PROBLEM:
Here are records with pictures in them. Copy all of them exactly and leave the pictures out.

[Stored items]
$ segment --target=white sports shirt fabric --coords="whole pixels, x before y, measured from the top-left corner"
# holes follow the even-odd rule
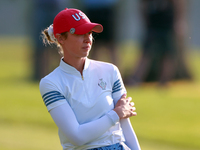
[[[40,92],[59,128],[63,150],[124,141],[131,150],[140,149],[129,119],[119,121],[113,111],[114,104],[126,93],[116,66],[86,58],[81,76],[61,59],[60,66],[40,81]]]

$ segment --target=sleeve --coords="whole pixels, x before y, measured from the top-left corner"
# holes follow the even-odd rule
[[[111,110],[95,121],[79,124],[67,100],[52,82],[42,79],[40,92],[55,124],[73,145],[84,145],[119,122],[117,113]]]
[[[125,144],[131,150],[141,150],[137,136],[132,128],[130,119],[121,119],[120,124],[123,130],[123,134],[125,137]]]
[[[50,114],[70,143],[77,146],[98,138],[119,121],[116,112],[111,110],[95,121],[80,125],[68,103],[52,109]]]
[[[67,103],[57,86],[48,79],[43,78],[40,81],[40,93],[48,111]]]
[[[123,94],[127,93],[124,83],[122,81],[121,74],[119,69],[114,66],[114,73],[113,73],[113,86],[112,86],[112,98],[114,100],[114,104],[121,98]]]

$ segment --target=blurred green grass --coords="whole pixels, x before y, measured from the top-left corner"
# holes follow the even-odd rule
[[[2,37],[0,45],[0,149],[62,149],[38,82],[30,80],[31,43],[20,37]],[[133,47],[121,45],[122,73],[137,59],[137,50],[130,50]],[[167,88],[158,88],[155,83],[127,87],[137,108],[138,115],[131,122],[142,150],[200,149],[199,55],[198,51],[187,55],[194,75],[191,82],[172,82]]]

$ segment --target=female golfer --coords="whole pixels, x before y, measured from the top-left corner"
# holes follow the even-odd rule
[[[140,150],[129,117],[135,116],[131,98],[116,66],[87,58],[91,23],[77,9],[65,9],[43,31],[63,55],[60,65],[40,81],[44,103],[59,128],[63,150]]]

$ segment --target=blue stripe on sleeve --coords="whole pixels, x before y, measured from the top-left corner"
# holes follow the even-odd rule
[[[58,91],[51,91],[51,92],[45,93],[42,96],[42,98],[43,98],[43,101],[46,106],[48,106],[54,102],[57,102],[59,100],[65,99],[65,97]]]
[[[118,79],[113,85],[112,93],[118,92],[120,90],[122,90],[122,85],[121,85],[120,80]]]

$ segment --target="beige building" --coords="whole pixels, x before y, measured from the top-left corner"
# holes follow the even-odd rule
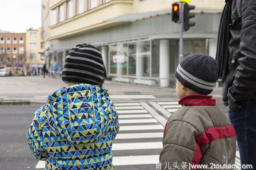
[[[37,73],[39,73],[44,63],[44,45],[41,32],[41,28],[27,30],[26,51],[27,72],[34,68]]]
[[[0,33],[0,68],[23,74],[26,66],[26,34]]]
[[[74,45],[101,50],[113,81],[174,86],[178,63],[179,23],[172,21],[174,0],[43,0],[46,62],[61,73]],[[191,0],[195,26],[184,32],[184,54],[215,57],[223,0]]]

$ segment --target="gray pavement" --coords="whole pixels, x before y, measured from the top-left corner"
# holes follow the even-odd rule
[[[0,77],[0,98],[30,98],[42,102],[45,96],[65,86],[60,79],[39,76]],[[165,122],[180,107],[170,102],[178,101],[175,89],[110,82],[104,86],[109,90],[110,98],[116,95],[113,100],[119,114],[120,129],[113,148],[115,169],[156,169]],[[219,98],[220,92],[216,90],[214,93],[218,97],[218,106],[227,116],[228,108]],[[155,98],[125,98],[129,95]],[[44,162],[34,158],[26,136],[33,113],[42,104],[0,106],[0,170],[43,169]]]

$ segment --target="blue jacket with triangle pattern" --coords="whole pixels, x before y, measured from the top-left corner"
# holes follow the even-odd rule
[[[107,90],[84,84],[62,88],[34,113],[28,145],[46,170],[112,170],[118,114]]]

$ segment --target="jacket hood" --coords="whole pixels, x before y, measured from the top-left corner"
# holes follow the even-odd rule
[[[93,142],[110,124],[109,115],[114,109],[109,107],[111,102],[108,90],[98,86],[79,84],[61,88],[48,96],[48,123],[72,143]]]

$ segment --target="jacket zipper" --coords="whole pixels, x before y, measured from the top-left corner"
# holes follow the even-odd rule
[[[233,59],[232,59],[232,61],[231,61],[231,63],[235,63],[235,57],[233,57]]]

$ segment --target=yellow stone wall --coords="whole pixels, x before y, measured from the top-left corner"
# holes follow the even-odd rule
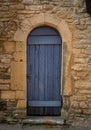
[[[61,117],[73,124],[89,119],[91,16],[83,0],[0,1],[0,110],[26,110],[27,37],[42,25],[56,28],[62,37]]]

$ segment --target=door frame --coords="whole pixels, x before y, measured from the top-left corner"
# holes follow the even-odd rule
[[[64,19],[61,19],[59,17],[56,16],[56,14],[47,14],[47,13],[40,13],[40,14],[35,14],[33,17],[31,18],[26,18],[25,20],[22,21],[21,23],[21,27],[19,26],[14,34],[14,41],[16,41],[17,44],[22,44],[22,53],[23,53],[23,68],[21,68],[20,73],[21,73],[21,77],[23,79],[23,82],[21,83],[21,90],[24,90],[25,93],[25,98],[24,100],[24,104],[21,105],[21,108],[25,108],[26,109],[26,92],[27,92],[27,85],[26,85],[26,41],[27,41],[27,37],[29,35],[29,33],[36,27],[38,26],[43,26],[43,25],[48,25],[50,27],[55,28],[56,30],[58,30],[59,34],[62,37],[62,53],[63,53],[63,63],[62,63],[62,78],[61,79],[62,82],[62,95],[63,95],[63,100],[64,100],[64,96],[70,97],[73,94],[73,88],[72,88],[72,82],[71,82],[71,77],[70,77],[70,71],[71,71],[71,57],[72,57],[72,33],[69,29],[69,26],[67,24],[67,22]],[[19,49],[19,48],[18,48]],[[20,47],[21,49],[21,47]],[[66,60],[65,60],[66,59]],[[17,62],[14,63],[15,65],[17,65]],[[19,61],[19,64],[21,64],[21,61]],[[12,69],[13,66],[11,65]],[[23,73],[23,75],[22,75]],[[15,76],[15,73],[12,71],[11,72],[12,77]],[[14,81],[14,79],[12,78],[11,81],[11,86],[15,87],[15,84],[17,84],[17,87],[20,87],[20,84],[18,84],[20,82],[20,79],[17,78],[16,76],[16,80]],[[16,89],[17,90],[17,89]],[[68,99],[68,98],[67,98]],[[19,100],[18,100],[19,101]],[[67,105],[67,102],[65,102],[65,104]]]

CORRECT ANSWER:
$ segment --target=white sports shirt fabric --coords="whole pixels, x before y, measured from the top-left corner"
# holes follow the even-odd rule
[[[40,92],[59,128],[63,150],[124,141],[131,150],[140,149],[129,119],[119,121],[113,111],[114,104],[126,93],[116,66],[86,58],[81,76],[61,59],[60,66],[40,81]]]

$ segment --target=sleeve --coords="whole pixels, x before y, measured from the top-left corner"
# holes follow the even-odd rule
[[[111,110],[95,121],[79,124],[67,100],[52,82],[42,79],[40,92],[55,124],[73,145],[84,145],[119,122],[117,113]]]
[[[125,144],[131,150],[141,150],[137,136],[132,128],[130,119],[121,119],[120,124],[123,130],[123,134],[125,137]]]
[[[50,114],[70,143],[77,146],[98,138],[119,121],[116,112],[111,110],[95,121],[80,125],[68,103],[52,109]]]
[[[67,103],[57,86],[48,79],[43,78],[40,81],[40,93],[48,111]]]
[[[123,94],[127,93],[124,83],[122,81],[121,74],[119,69],[114,66],[114,73],[113,73],[113,86],[112,86],[112,98],[114,100],[114,104],[121,98]]]

$ segment --target=blurred green grass --coords="whole pixels, x before y, measured from the top-left corner"
# holes follow the even-odd rule
[[[2,37],[0,45],[0,149],[62,149],[38,82],[30,80],[31,43],[20,37]],[[133,47],[121,45],[122,73],[137,59],[137,50],[130,50]],[[167,88],[158,88],[155,83],[127,87],[137,108],[138,115],[131,122],[142,150],[200,149],[199,55],[198,51],[187,55],[194,75],[191,82],[172,82]]]

$ segment --target=female golfer --coords="whole pixels, x before y, measured from the top-left corner"
# holes follow the even-odd rule
[[[140,150],[129,117],[135,116],[131,98],[116,66],[87,58],[91,23],[77,9],[65,9],[43,31],[63,55],[60,65],[40,81],[44,103],[59,128],[63,150]]]

$ segment --target=blue stripe on sleeve --coords="whole pixels, x before y, measured from the top-left corner"
# holes follow the even-odd rule
[[[58,91],[51,91],[51,92],[45,93],[42,96],[42,98],[43,98],[43,101],[46,106],[48,106],[54,102],[57,102],[59,100],[65,99],[65,97]]]
[[[118,79],[113,85],[112,93],[118,92],[120,90],[122,90],[122,85],[121,85],[120,80]]]

$ segment --target="beige building" --coords="whole pixels, x before y, measured from the top-left corner"
# holes follow the even-odd rule
[[[37,73],[39,73],[44,63],[44,45],[41,32],[41,28],[27,30],[26,51],[27,72],[34,68]]]
[[[0,33],[0,68],[23,74],[26,66],[26,34]]]
[[[74,45],[101,50],[113,81],[174,86],[178,63],[179,23],[172,21],[174,0],[43,0],[46,62],[61,73]],[[191,0],[195,26],[184,32],[184,54],[215,57],[223,0]]]

$ segment --target="gray pavement" --coords="whole pixels, x before y, measured from the top-left corner"
# holes follow the even-odd rule
[[[0,77],[0,98],[30,98],[42,102],[45,96],[65,86],[60,79],[39,76]],[[165,122],[180,107],[170,102],[178,101],[175,89],[110,82],[104,86],[109,90],[110,98],[116,95],[113,100],[119,114],[120,129],[113,148],[115,169],[156,169]],[[219,98],[220,92],[216,90],[214,93],[218,97],[218,106],[227,116],[228,108]],[[155,98],[125,98],[129,95]],[[44,162],[34,158],[26,136],[33,113],[42,104],[0,106],[0,170],[43,169]]]

$ segment --target="blue jacket with triangle pattern" --coords="whole pixels, x before y, measured from the top-left corner"
# holes follow the even-odd rule
[[[107,90],[84,84],[62,88],[34,113],[28,145],[46,170],[112,170],[118,114]]]

$ segment --target="jacket hood" --coords="whole pixels, x before y, measured from the top-left corner"
# holes follow the even-odd rule
[[[93,142],[110,124],[109,115],[114,109],[109,107],[111,102],[108,90],[98,86],[79,84],[61,88],[48,96],[48,123],[72,143]]]

$ segment --target="jacket zipper" --coords="whole pixels, x before y, measured from the top-left corner"
# holes follow the even-odd rule
[[[233,59],[232,59],[232,61],[231,61],[231,63],[235,63],[235,57],[233,57]]]

$ segment --target=yellow stone wall --coords="whole pixels, x before y, measured from the top-left corner"
# holes follow the even-odd rule
[[[61,117],[73,124],[89,119],[91,16],[83,0],[0,1],[0,110],[26,110],[27,37],[42,25],[56,28],[62,37]]]

$ segment --target=door frame --coords="whole pixels, x before y, measured from the top-left corner"
# holes follow the even-odd rule
[[[64,19],[61,19],[59,17],[56,16],[56,14],[47,14],[47,13],[40,13],[40,14],[35,14],[33,17],[31,18],[26,18],[25,20],[22,21],[21,23],[21,27],[19,26],[14,34],[14,41],[16,41],[17,44],[22,44],[22,53],[23,53],[23,68],[21,68],[20,73],[21,73],[21,77],[23,79],[23,82],[21,83],[21,90],[24,90],[25,93],[25,98],[24,100],[24,104],[21,105],[21,108],[25,108],[26,109],[26,92],[27,92],[27,85],[26,85],[26,41],[27,41],[27,37],[29,35],[29,33],[36,27],[38,26],[43,26],[43,25],[48,25],[50,27],[55,28],[56,30],[58,30],[59,34],[62,37],[62,53],[63,53],[63,63],[62,63],[62,78],[61,79],[62,82],[62,95],[63,95],[63,100],[64,100],[64,96],[70,97],[73,94],[73,88],[72,88],[72,82],[71,82],[71,77],[70,77],[70,71],[71,71],[71,57],[72,57],[72,33],[69,29],[69,26],[67,24],[67,22]],[[19,49],[19,48],[18,48]],[[20,47],[21,49],[21,47]],[[66,60],[65,60],[66,59]],[[17,62],[14,63],[15,65],[17,65]],[[19,61],[19,64],[21,64],[21,61]],[[12,69],[13,66],[11,65]],[[23,73],[23,75],[22,75]],[[15,76],[15,73],[12,71],[11,72],[12,77]],[[14,81],[14,79],[12,78],[11,81],[11,86],[15,87],[15,84],[17,84],[17,87],[20,87],[20,84],[18,84],[20,82],[20,79],[17,78],[16,76],[16,80]],[[16,89],[17,90],[17,89]],[[68,99],[68,98],[67,98]],[[19,100],[18,100],[19,101]],[[67,105],[67,102],[65,102],[65,104]]]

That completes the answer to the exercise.